**Records for this task:**

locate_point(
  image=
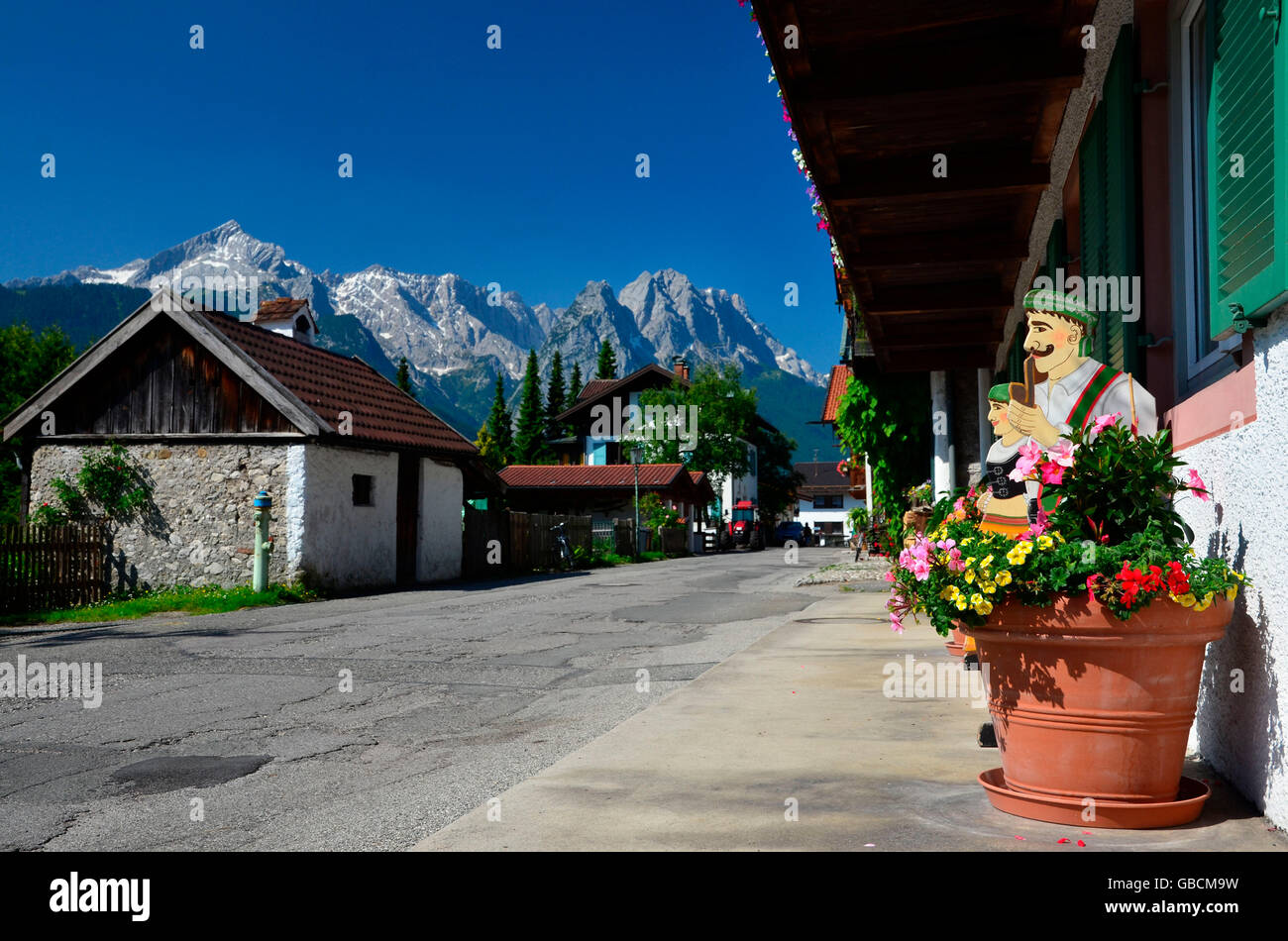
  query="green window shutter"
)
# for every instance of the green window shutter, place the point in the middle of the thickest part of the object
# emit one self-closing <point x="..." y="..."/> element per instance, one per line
<point x="1248" y="119"/>
<point x="1108" y="171"/>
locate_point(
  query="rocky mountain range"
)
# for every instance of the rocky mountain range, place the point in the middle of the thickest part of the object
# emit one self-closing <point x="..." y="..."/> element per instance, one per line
<point x="458" y="336"/>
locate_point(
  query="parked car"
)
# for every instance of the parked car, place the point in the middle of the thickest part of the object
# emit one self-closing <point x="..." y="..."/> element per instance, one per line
<point x="789" y="529"/>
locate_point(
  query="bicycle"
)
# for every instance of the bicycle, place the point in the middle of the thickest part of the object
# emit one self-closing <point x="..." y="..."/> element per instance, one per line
<point x="562" y="546"/>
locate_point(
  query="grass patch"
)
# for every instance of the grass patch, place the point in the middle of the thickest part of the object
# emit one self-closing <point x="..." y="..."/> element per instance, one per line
<point x="207" y="598"/>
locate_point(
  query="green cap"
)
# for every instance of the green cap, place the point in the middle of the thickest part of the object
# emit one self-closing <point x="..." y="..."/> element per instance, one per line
<point x="1059" y="303"/>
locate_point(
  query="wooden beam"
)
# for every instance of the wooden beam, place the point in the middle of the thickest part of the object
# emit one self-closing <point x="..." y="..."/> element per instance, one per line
<point x="939" y="297"/>
<point x="938" y="249"/>
<point x="969" y="172"/>
<point x="885" y="80"/>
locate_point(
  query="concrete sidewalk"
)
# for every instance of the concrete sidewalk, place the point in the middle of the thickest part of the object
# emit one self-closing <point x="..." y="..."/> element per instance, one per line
<point x="802" y="716"/>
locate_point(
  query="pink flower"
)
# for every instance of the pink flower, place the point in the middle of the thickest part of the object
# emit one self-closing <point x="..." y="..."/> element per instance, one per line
<point x="1061" y="454"/>
<point x="1106" y="421"/>
<point x="1198" y="485"/>
<point x="1052" y="473"/>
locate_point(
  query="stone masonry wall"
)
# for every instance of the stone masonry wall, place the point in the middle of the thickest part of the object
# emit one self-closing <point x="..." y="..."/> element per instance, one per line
<point x="204" y="531"/>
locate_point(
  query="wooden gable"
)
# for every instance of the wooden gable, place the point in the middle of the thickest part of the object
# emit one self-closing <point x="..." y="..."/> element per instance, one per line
<point x="161" y="381"/>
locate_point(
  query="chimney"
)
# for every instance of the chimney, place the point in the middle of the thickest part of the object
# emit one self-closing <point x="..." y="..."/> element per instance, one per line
<point x="290" y="317"/>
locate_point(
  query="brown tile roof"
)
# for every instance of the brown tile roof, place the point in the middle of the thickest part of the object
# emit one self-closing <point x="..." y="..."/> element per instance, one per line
<point x="575" y="475"/>
<point x="330" y="383"/>
<point x="822" y="476"/>
<point x="278" y="309"/>
<point x="595" y="386"/>
<point x="836" y="386"/>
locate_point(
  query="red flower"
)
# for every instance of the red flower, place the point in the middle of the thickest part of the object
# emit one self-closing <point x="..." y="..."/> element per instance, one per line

**Work to do:** Reproduce the entries above exactly. Do not include the images.

**Output of the task:**
locate_point(
  image=
  query="green window shutter"
)
# for every instance of the green window shutter, place the point in the middle of the thickest part of the object
# emit one self-closing <point x="..." y="..."/> element per instance, one per line
<point x="1248" y="119"/>
<point x="1108" y="171"/>
locate_point(
  query="rocky mountain range"
)
# for every instance of the rocky mountain range, place the point in the middle of the thickest part of the object
# emit one self-closing <point x="..." y="..."/> element per instance, one per line
<point x="458" y="336"/>
locate_point(
  query="parked car"
)
# for every instance of the parked car, place the point in the middle of the thickest part of the object
# emit one self-closing <point x="..." y="..."/> element per instance, one per line
<point x="789" y="529"/>
locate_point(
  query="bicycle"
)
# for every instance of the bicycle, place the point in the middle of the thickest part of the object
# emit one self-closing <point x="..." y="..."/> element per instance, one per line
<point x="562" y="546"/>
locate_point(
  query="grass patch"
)
# for every instance of the grass patch, place the point in the middle of the thickest part of the object
# emit one self-closing <point x="..." y="..."/> element per instance, one per line
<point x="207" y="598"/>
locate_point(
  query="green cap"
)
# for every instance of the green cap, place the point in the middle of the thickest part of the object
# emit one self-closing <point x="..." y="..."/> element per instance, one per line
<point x="1059" y="303"/>
locate_point(
  query="wooden beam"
)
# for every instance of the wooden beam, place the point in the middle of the thickest part of the object
# emit one self-closing <point x="..." y="..."/> element per instance, one per line
<point x="939" y="297"/>
<point x="938" y="249"/>
<point x="969" y="172"/>
<point x="885" y="80"/>
locate_point(
  query="concrete sidewalk"
)
# for every instance of the concrete sidewalk, place the point in the middle of the thickest part of the object
# emit one self-closing <point x="..." y="..."/> element per instance, one per line
<point x="802" y="716"/>
locate_point(
  query="pink flower"
)
# for every instance of the pink flower, place the point in the middle of the thickest part of the object
# emit one self-closing <point x="..." y="..."/> element per instance, one per line
<point x="1061" y="454"/>
<point x="1106" y="421"/>
<point x="1198" y="485"/>
<point x="1052" y="473"/>
locate_point(
  query="stone masonry wall"
)
# for every instance of the stone masonry wall, place the point in the middle of the thickest part of the object
# emit one self-closing <point x="..." y="..."/> element per instance, one per line
<point x="204" y="531"/>
locate_point(
  query="wooden gable"
)
# for every instance of the wooden gable, place the point in the middle of the thickest part of the object
# emit one self-closing <point x="..." y="..."/> element per instance, one per line
<point x="161" y="381"/>
locate_point(
  query="chimney"
)
# for every instance of the chimney, place the point in the middle of the thickest part of the object
# emit one self-closing <point x="..." y="..."/> element per instance, one per line
<point x="290" y="317"/>
locate_point(
  query="brown tile roof"
)
# for every instance of the brown tile roof, place the point in the middle of the thickest part of the object
# emit one self-closing <point x="..." y="..."/> element per instance, one per line
<point x="575" y="475"/>
<point x="330" y="383"/>
<point x="822" y="476"/>
<point x="278" y="309"/>
<point x="595" y="386"/>
<point x="836" y="386"/>
locate_point(
  query="red flower"
)
# for every instance of the red flower, place the point in the middle of the thickest part of the object
# emit one self-closing <point x="..." y="..."/> element per instance, one per line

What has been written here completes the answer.